■ **DOCUMENT TEXT**
<<<<
SAG-AFTRA Strike Hits Close To Home

Former Dallastown graduate and now actress, Rebecca Wisocky stands for the WGA and SAG-AFTRA strike
Rebecca Wisocky walks the picket line in solidarity as the SAG-AFTRA strike continues.
Rebecca Wisocky walks the picket line in solidarity as the SAG-AFTRA strike continues.
David Livingston via Getty Images

On July 13, 2023, the film and television industry took a traumatic turn. 

The Screen Actors Guild-American Federation of Television and Radio Artists (SAG-AFTRA) joined the Writers Guild of America (WGA) to strike against the union’s national board, the Alliance of Motion Picture and Television Producers (AMPTP). 

Writers and actors sought new contracts with tighter regulations to protect them from artificial intelligence programs that have started to take over the production. They also hoped to see an increase in performer based compensation to provide security. 

With an incomplete contract, comes a result in delaying America’s favorite movies and shows, and affecting the lifestyle of members who are a part of the union. 

It even affected one of Dallastown’s own.

Rebecca Wisocky, who graduated from Dallastown in 1990, starred in many films and is best known for her role as Evelyn Powell from the comedy-drama television series, “Devious Maids”. 

Wisocky took the audience by storm with her new hit comedy series, “Ghosts” that also has been affected by the strike.  

Rebecca Wisocky staring as Hetty, in the hit show “Ghosts”. (Paramount )

“Ghosts” made its debut in October of 2021 and has attracted over 11 million viewers over the past two years. As the strike took place for the screen actors, Wisocky had to take a pause from the job she loves to join a union that she feels passionate about. 

“No one wants to go on strike. I’d much rather be working at the job I love. But I believe in labor unions. I’ve been out on the line every week since May and will continue to do so until SAG has a fair deal,” Wisocky stated.  

According to the Los Angeles Times, WGA drew the line when “writers realized studios were serious about using AI – if not to generate finished scripts.” 

The strike was then initiated when artificial intelligence apps, like ChatGPT, became a threat to script writer’s jobs as well as a cut in their wages. 

Although the WGA strike began in May, the screen actors didn’t start striking until July. 

The decision for SAG members was initiated when a contract could not be mutually agreed upon, which developed the joint forces with WGA members. 

Wisocky even mentioned that, “Many of the things that WGA were striking for are also significant to SAG members so I was not surprised when we voted overwhelmingly to join the strike in July. Many of the ideas that are being discussed right now will have ramifications across other industries.”
>>>>
■ **DATASET EXTRACT**
<<<<
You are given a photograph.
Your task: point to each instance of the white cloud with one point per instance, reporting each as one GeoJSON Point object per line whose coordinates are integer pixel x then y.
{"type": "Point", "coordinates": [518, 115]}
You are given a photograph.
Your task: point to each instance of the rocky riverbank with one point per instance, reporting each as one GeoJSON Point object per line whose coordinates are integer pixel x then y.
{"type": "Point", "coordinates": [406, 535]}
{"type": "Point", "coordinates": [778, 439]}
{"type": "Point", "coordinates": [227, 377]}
>>>>
■ **EXERCISE SET**
• A. Reproduce the passage of the SAG-AFTRA strike article that begins with the words "It even affected" and ends after the words "feels passionate about.".
• B. Pick up the SAG-AFTRA strike article after its final sentence and keep writing it.
The records were taken from a different source than the article.

■ **RESPONSES TO THE TASKS**
• A.
It even affected one of Dallastown’s own.

Rebecca Wisocky, who graduated from Dallastown in 1990, starred in many films and is best known for her role as Evelyn Powell from the comedy-drama television series, “Devious Maids”. 

Wisocky took the audience by storm with her new hit comedy series, “Ghosts” that also has been affected by the strike.  

Rebecca Wisocky staring as Hetty, in the hit show “Ghosts”. (Paramount )

“Ghosts” made its debut in October of 2021 and has attracted over 11 million viewers over the past two years. As the strike took place for the screen actors, Wisocky had to take a pause from the job she loves to join a union that she feels passionate about.

• B.
Wisocky began her acting career when she was a young girl at the York Little Theatre, where she found her shy self beginning to experience a new way to be a part of her community. 

After graduating from Dallastown, she continued her dream at New York University, making her way up on to the big screen. 

We spoke to Wisocky  in September and since then, an agreement has been made for the WGA strike. 

On Sept. 27, Hollywood’s second longest and costly strike was officially declared over after 146 days on the line. This contract includes a variety of ways to protect WGA members. 

The biggest takeaways from the agreement has been an increase in pay with the minimum of 5% as well as getting the protection they wanted from artificial intelligence.  

SAG members are still looking for their new agreement contract as they are surpassing their 100th day on the picket line. 

One of the SAG-AFTRA posters that are designed to promote their unity. (

The debate between SAG and AMPTP has been moving very slowly and has even taken a pause due to the $500 million settlement difference. 

CNBC received a quote from AMPTP stating the newest update. 

“After meaningful conversations, it is clear that the gap between the AMPTP and SAG-AFTRA is too great, and conversations are no longer moving us in a productive direction.”

Many actors and actresses including Wisocky are hoping for a resolved agreement so they can get back to what they love doing the most. 

“This has been a long and costly strike for many people but one that I believe sent a clear message that working people in America deserve to be treated fairly. They deserve protections and a share of the profits they help create,” Wisocky added. 

The strike is still an ongoing, and members from both sides are scheduled to meet again and negotiate on Oct. 24.  It is now a waiting game for the writers as they hope for the return of their actors.